Problem 1:
Tally the lines of the records that contain the string "instance", treating case as significant, and reply with the number alone.
Problem 2:
Resume the employment agreement amendment text after its final sentence, continuing it in the same style.

Provided passage:
AlliantTechsystems Inc. Amendment to Employment Agreement with Daniel J. Murphy, Jr.

Contract Categories: Human Resources - Employment Agreements
EX-10.2 3 a05-22170_1ex10d2.htm MATERIAL CONTRACTS

Exhibit 10.2

 

Alliant Techsystems Inc.

 

Amendment to Employment Agreement

with Daniel J. Murphy, Jr.

 

This AMENDMENT is dated as of  Dec. 20, 2005, between Alliant Techsystems Inc. (the “Company”) and Daniel J. Murphy, Jr. (the “Executive”).

WHEREAS, the Company and the Executive have entered into an Employment Agreement dated as of February 1, 2004 (the “Employment Agreement”), and the parties now wish to amend the Employment Agreement.

NOW, THEREFORE, the parties agree that the Employment Agreement is hereby amended as follows:

1.

 

Subsection 3(f) is amended in its entirety to read as follows:

 

 

 

 

 

(f) You agree that the Company may, at its sole discretion, delay any compensation including but not limited to salary, bonuses, and stock awards, but excluding SERP payments subject to Section 4(b) of this Agreement, that are not fully deductible for federal or state income tax purposes. The Company will delay only those amounts that would exceed the deductibility levels under federal or state income tax laws and only until the earliest date at which the Company reasonably anticipates that the amounts would be fully deductible.

Records for the exercise:
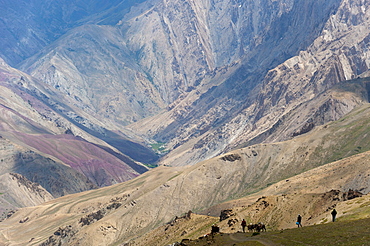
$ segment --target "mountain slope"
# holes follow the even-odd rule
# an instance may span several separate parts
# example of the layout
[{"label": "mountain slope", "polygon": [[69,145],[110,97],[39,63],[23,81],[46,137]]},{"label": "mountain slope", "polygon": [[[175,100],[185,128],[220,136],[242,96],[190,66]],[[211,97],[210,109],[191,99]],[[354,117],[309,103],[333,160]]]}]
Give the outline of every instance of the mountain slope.
[{"label": "mountain slope", "polygon": [[[158,167],[122,184],[21,209],[2,222],[1,232],[27,227],[27,233],[22,237],[3,234],[3,241],[32,245],[55,235],[45,245],[53,240],[69,244],[119,244],[189,210],[201,211],[252,192],[259,191],[250,197],[254,201],[263,195],[297,191],[325,193],[331,189],[342,192],[353,189],[368,193],[370,146],[365,133],[369,113],[367,104],[343,120],[293,140],[235,150],[193,166]],[[357,134],[364,137],[360,142],[356,142]],[[361,153],[354,155],[358,152]],[[338,158],[344,159],[329,163]],[[302,174],[291,177],[299,173]],[[266,190],[261,190],[266,186]],[[18,221],[24,217],[30,219],[20,225]]]},{"label": "mountain slope", "polygon": [[[302,3],[295,4],[298,8]],[[312,29],[312,32],[317,36],[305,36],[304,40],[308,42],[312,38],[312,43],[295,50],[297,56],[293,56],[294,52],[289,53],[293,57],[279,56],[284,57],[284,62],[278,65],[279,60],[275,58],[286,50],[289,41],[295,40],[292,37],[296,36],[290,31],[278,36],[278,40],[288,39],[287,42],[278,42],[274,38],[270,40],[266,36],[266,43],[255,47],[253,51],[256,54],[251,52],[236,64],[234,72],[226,78],[215,77],[223,79],[213,79],[215,86],[209,85],[208,90],[203,91],[200,88],[189,93],[185,99],[171,106],[170,112],[159,115],[157,120],[143,120],[130,127],[149,136],[154,134],[157,141],[166,144],[169,154],[160,161],[161,164],[194,164],[269,131],[299,105],[309,103],[314,98],[322,100],[320,94],[335,84],[357,78],[361,74],[366,76],[369,67],[366,55],[369,11],[365,10],[370,6],[361,1],[341,1],[340,6],[335,4],[339,3],[318,3],[317,6],[311,6],[320,9],[322,6],[327,7],[325,13],[317,11],[323,14],[319,19],[325,23],[322,23],[322,29],[317,28],[321,27],[318,23],[314,25],[317,29]],[[311,10],[302,8],[304,13],[294,12],[302,19],[287,23],[305,23],[309,26],[304,20],[310,19],[307,15]],[[361,21],[356,21],[356,18]],[[276,23],[281,24],[279,21]],[[306,30],[306,27],[295,28]],[[279,50],[274,50],[274,47]],[[285,61],[287,58],[290,59]],[[274,66],[276,67],[273,68]],[[204,83],[206,81],[204,79]],[[202,96],[196,96],[197,94]],[[341,101],[341,98],[337,98],[333,103],[329,102],[326,105],[330,108],[328,112],[338,110],[333,116],[324,119],[324,122],[338,119],[362,103],[358,99],[352,102],[348,99],[343,98],[344,101]],[[298,124],[302,126],[310,121],[320,121],[312,118],[309,112],[301,117],[307,117],[299,119]],[[289,139],[291,135],[282,136],[280,140],[283,138]]]},{"label": "mountain slope", "polygon": [[[1,174],[22,174],[59,197],[123,182],[148,170],[125,155],[125,149],[139,160],[156,158],[133,142],[137,139],[107,131],[63,102],[57,91],[3,61],[0,87]],[[102,139],[119,148],[90,133],[104,135]]]}]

Exercise result 1:
2

Exercise result 2:
 

 

 

2.

 

Subparagraphs 4(b)(i)(A), 4(b)(i)(F), 4(b)(ii)(A), 4(b)(ii)(F), 4(b)(iii)(A),4(b)(iii)(F), 4(b)(viii)(A) and 4(b)(viii)(F) are each amended by adding the following provision to the end thereof:

 

 

 

 

 

Notwithstanding the preceding sentence, any SERP payment or series of payments that initially becomes payable after December 31, 2006 shall be paid in the form of a lump sum on the later of (1) the first day of the seventh month following the month of your termination of employment or (2) January 31 of the calendar year following the calendar year of your termination of employment.

 

 

 

3.

 

Paragraph 4(b)(vi) is amended by adding the following provision to the end hereof:

 

 

 

 

 

Notwithstanding the preceding sentence, any such lump sum payment that is paid after December 31, 2006 shall be paid on the later of (1) the first day of the seventh month following the month of your termination of employment or (2) January 31 of the

 



 

 

 

calendar year following the calendar year of your termination of employment.

 

 

 

4.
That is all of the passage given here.